*THE PROBLEM*:
Rewrite the lines below as a Markdown table with the columns Row and Line, covering everything from the line containing "If you could mark the distant" down to the end of the records and leaving out blank lines.

__________________________________________________

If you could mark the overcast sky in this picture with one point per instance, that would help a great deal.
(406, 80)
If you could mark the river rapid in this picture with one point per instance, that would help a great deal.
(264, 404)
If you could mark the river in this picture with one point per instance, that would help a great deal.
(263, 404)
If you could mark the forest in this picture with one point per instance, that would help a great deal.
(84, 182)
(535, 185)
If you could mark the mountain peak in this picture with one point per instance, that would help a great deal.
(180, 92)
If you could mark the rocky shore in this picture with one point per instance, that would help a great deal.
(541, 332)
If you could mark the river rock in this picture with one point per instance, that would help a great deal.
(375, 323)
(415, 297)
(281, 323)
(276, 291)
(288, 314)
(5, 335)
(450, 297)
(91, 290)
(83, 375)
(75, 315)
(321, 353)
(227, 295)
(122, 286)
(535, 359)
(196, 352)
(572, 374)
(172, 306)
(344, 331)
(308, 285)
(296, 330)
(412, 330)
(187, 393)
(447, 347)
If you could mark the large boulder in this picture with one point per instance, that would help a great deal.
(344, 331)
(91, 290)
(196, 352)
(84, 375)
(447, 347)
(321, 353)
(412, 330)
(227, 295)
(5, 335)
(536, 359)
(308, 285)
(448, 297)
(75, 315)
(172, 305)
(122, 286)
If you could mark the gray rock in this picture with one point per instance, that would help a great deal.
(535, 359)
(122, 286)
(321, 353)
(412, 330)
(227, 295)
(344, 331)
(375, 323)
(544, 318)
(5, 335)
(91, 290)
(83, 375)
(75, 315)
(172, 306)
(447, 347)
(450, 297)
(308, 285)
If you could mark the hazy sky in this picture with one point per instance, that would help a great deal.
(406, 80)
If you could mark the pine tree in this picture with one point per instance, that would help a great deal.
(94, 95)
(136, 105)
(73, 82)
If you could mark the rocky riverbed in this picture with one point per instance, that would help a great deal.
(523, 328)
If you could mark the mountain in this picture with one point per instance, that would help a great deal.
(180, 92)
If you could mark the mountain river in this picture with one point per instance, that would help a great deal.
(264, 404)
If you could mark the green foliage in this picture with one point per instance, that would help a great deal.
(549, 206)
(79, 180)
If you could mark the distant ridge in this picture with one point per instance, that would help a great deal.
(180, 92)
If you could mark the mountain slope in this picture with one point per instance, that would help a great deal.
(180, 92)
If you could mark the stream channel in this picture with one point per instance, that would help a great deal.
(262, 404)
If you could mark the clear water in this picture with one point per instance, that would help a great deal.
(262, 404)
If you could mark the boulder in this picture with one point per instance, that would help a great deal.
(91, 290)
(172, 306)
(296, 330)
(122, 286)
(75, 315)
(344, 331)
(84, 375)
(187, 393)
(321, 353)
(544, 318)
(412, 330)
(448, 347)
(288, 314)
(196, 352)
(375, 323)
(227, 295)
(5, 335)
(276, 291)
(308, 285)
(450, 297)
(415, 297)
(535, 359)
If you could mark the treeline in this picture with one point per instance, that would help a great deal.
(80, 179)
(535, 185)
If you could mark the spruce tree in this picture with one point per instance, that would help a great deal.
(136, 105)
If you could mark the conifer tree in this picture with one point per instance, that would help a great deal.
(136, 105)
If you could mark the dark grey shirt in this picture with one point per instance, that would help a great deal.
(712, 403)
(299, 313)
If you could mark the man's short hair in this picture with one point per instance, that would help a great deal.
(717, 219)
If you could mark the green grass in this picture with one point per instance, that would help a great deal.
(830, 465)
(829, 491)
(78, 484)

__________________________________________________

*COMPLETE ANSWER*:
| Row | Line |
|---|---|
| 1 | If you could mark the distant ridge in this picture with one point per instance, that would help a great deal. |
| 2 | (180, 92) |
| 3 | If you could mark the mountain slope in this picture with one point per instance, that would help a great deal. |
| 4 | (180, 92) |
| 5 | If you could mark the stream channel in this picture with one point per instance, that would help a great deal. |
| 6 | (262, 404) |
| 7 | If you could mark the clear water in this picture with one point per instance, that would help a great deal. |
| 8 | (262, 404) |
| 9 | If you could mark the boulder in this picture with one point per instance, that would help a great deal. |
| 10 | (91, 290) |
| 11 | (172, 306) |
| 12 | (296, 330) |
| 13 | (122, 286) |
| 14 | (75, 315) |
| 15 | (344, 331) |
| 16 | (84, 375) |
| 17 | (187, 393) |
| 18 | (321, 353) |
| 19 | (544, 318) |
| 20 | (412, 330) |
| 21 | (448, 347) |
| 22 | (288, 314) |
| 23 | (196, 352) |
| 24 | (375, 323) |
| 25 | (227, 295) |
| 26 | (5, 335) |
| 27 | (276, 291) |
| 28 | (308, 285) |
| 29 | (450, 297) |
| 30 | (415, 297) |
| 31 | (535, 359) |
| 32 | If you could mark the treeline in this picture with one point per instance, that would help a great deal. |
| 33 | (80, 179) |
| 34 | (535, 185) |
| 35 | If you could mark the spruce tree in this picture with one point per instance, that would help a great deal. |
| 36 | (136, 105) |
| 37 | If you could mark the conifer tree in this picture with one point per instance, that would help a great deal. |
| 38 | (136, 105) |
| 39 | If you could mark the dark grey shirt in this picture with one point per instance, that would help a great deal. |
| 40 | (712, 403) |
| 41 | (299, 313) |
| 42 | If you could mark the man's short hair in this picture with one point per instance, that would help a great deal. |
| 43 | (717, 219) |
| 44 | If you could mark the green grass in this picture with one point per instance, that would help a great deal. |
| 45 | (830, 465) |
| 46 | (829, 491) |
| 47 | (78, 484) |